- [GIVEN DATA]:
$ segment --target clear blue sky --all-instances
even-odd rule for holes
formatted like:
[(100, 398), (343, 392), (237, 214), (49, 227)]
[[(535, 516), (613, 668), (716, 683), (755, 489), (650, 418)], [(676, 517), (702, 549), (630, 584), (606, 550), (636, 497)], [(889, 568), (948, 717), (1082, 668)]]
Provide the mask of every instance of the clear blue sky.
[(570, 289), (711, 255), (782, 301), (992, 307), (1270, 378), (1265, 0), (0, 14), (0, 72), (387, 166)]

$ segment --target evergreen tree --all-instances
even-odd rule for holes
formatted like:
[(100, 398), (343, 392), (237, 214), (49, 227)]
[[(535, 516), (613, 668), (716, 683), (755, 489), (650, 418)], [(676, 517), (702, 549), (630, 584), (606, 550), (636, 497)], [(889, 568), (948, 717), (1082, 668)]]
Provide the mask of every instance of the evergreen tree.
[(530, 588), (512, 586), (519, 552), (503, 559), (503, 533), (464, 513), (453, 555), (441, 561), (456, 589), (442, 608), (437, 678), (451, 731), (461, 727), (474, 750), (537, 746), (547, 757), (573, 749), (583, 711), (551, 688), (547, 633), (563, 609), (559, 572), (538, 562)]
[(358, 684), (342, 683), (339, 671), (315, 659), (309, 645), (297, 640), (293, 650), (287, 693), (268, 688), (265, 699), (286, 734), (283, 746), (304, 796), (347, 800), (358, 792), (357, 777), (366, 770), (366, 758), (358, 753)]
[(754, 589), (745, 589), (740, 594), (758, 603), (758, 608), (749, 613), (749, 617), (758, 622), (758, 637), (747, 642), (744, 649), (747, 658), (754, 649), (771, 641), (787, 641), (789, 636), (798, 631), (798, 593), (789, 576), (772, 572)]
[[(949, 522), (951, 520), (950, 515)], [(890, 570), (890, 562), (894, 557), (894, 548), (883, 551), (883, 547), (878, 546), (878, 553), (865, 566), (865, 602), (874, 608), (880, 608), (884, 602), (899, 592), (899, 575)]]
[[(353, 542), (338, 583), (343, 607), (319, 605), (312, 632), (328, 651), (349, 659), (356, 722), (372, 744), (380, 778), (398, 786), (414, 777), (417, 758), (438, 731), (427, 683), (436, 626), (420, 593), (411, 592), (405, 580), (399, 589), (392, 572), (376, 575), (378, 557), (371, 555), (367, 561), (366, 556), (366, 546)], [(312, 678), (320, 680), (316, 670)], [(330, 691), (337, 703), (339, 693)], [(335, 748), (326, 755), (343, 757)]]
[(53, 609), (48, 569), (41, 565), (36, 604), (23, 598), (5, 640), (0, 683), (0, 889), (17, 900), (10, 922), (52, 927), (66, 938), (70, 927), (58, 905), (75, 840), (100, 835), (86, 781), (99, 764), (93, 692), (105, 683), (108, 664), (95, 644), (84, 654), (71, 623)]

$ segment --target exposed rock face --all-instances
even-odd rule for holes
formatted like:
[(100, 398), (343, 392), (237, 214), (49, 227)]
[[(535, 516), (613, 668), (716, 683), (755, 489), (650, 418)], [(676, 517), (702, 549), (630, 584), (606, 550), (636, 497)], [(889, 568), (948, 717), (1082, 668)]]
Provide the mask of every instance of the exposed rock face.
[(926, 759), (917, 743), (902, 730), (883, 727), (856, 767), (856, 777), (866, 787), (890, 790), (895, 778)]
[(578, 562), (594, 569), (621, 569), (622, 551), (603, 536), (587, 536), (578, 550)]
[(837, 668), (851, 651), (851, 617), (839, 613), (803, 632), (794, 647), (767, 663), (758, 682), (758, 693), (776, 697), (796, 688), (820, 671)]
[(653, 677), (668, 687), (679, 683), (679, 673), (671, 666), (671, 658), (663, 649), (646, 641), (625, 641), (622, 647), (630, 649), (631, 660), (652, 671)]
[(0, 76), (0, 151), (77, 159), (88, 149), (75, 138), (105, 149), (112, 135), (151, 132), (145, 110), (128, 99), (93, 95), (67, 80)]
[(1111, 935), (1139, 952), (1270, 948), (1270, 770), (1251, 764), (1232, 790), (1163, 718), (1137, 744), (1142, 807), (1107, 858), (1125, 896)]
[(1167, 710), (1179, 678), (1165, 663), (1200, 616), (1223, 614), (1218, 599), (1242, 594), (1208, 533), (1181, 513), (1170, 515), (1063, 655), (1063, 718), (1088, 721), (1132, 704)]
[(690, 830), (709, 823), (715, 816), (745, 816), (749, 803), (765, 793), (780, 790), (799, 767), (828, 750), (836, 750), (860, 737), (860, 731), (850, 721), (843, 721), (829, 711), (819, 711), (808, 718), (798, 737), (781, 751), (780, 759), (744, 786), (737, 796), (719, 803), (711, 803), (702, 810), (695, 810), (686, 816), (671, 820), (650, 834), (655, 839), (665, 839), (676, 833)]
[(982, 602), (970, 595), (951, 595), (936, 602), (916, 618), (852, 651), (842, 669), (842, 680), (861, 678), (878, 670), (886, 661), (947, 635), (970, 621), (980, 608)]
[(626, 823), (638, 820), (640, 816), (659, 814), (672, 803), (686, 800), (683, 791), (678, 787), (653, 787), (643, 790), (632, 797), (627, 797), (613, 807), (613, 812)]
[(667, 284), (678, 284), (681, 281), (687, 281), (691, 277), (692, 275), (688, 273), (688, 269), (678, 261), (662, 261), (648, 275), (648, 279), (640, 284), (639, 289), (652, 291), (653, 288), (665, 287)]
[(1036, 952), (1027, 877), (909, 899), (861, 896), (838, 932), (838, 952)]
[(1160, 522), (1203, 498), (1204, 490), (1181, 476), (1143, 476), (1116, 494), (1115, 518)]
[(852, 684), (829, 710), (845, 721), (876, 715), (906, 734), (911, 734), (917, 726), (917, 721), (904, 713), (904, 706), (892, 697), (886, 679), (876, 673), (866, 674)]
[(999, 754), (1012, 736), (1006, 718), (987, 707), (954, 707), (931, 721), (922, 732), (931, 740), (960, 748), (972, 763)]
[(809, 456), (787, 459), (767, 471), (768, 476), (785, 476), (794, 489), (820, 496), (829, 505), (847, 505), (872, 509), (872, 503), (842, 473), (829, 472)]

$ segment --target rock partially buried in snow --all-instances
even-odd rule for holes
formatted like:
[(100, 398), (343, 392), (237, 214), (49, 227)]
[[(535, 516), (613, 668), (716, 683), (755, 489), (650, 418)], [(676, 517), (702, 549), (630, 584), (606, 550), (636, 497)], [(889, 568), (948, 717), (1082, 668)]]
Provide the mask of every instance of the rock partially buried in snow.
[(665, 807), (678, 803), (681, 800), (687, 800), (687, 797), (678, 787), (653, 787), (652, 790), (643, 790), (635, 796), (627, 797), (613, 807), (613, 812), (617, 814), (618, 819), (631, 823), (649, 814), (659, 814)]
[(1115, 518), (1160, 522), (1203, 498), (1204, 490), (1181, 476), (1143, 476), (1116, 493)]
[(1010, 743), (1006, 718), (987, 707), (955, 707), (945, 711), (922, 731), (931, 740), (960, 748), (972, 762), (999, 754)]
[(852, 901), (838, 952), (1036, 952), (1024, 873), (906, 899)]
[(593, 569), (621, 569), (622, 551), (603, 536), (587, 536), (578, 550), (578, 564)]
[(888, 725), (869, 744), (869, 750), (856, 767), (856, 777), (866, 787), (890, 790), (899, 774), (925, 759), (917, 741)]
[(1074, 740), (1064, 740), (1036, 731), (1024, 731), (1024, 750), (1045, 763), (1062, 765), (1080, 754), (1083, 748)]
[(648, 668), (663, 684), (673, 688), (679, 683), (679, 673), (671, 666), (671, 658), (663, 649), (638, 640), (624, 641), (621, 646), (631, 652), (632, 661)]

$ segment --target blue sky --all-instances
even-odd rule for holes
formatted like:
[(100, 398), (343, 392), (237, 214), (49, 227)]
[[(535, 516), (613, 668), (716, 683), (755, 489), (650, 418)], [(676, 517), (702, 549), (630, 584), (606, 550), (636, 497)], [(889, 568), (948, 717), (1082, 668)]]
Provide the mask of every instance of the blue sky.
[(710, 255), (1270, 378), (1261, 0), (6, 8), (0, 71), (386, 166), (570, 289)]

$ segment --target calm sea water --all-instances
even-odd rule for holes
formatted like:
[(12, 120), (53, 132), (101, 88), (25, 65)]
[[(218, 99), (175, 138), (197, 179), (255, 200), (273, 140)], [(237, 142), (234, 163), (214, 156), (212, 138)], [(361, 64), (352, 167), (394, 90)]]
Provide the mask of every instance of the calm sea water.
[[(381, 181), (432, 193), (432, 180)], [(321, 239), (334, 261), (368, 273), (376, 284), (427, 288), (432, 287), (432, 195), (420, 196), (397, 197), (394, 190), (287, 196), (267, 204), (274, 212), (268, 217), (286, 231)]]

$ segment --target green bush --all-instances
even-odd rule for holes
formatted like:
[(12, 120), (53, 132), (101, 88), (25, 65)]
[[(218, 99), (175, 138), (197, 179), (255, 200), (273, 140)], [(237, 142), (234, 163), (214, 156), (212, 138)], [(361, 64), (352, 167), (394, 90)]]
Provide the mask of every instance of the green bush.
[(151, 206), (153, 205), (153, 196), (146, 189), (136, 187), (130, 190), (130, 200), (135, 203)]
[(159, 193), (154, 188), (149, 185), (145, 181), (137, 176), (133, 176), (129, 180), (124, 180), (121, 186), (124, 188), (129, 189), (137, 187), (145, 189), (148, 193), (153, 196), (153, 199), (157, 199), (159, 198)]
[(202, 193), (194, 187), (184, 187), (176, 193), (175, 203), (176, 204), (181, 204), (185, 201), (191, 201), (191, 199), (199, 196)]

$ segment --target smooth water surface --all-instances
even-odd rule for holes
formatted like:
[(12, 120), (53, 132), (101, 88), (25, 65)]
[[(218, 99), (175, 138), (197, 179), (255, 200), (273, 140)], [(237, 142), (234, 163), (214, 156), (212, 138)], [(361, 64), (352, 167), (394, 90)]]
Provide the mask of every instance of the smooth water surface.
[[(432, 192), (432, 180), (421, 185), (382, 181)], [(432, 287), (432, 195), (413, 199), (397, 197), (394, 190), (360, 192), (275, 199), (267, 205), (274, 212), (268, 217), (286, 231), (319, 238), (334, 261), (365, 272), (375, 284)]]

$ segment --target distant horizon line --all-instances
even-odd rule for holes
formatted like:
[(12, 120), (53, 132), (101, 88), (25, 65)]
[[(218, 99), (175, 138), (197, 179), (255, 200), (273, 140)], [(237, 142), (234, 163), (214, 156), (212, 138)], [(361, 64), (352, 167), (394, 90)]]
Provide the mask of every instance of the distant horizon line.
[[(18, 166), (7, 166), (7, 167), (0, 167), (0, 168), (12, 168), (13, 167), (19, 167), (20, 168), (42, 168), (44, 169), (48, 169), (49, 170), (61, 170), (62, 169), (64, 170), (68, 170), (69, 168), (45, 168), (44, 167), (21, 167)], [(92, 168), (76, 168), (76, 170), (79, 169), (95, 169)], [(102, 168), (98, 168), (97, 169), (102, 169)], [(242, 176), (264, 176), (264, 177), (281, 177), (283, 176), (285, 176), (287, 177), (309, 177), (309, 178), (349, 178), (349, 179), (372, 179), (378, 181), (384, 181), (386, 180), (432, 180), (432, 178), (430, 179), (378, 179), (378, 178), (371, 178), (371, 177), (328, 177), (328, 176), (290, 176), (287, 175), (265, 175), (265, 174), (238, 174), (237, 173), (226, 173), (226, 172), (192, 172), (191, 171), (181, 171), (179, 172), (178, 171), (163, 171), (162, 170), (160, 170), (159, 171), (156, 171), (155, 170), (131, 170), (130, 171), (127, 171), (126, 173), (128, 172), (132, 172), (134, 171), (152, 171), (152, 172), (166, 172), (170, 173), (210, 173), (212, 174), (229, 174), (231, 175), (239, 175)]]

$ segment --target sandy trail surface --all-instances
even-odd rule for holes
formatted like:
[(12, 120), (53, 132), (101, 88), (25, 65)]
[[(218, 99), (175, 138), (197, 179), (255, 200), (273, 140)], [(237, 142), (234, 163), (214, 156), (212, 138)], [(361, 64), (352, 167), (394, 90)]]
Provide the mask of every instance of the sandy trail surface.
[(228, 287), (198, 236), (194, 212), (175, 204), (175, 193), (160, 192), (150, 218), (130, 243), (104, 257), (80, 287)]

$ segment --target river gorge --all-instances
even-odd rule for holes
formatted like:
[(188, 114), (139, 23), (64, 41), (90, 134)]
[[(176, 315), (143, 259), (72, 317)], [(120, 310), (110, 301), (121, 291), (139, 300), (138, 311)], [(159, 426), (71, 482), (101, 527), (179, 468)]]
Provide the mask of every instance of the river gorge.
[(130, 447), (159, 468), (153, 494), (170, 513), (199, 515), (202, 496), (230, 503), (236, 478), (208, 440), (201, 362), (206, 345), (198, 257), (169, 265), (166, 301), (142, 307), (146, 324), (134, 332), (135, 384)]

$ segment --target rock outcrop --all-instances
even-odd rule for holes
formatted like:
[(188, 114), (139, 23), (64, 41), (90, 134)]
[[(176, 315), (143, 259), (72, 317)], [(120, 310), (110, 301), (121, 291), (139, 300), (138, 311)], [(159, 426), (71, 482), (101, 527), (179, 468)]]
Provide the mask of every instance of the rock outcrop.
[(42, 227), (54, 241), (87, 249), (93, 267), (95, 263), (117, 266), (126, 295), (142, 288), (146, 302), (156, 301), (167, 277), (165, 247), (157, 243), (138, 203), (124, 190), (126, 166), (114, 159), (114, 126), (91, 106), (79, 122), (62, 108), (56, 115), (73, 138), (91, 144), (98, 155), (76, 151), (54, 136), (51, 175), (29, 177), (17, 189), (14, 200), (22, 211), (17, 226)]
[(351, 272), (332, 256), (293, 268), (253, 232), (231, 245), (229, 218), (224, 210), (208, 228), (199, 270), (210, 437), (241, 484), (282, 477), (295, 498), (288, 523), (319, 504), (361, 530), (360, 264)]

- [GIVEN TASK]: Reproduce the material, starting at its first line and ending at the line containing "72), (387, 166)]", with "clear blue sky" substituted by "cloudless sky" and all else unchanged.

- [THE OUTPUT]:
$ segment --target cloudless sky --all-instances
even-odd rule for holes
formatted like:
[(100, 398), (343, 392), (237, 214), (49, 227)]
[[(535, 516), (613, 668), (716, 683), (755, 489), (650, 418)], [(676, 517), (702, 549), (630, 584), (606, 550), (636, 497)], [(889, 568), (948, 717), (1082, 668)]]
Provide the mask of every instance of the cloudless sky.
[(570, 289), (711, 255), (782, 301), (992, 307), (1270, 378), (1265, 0), (0, 14), (0, 72), (387, 166)]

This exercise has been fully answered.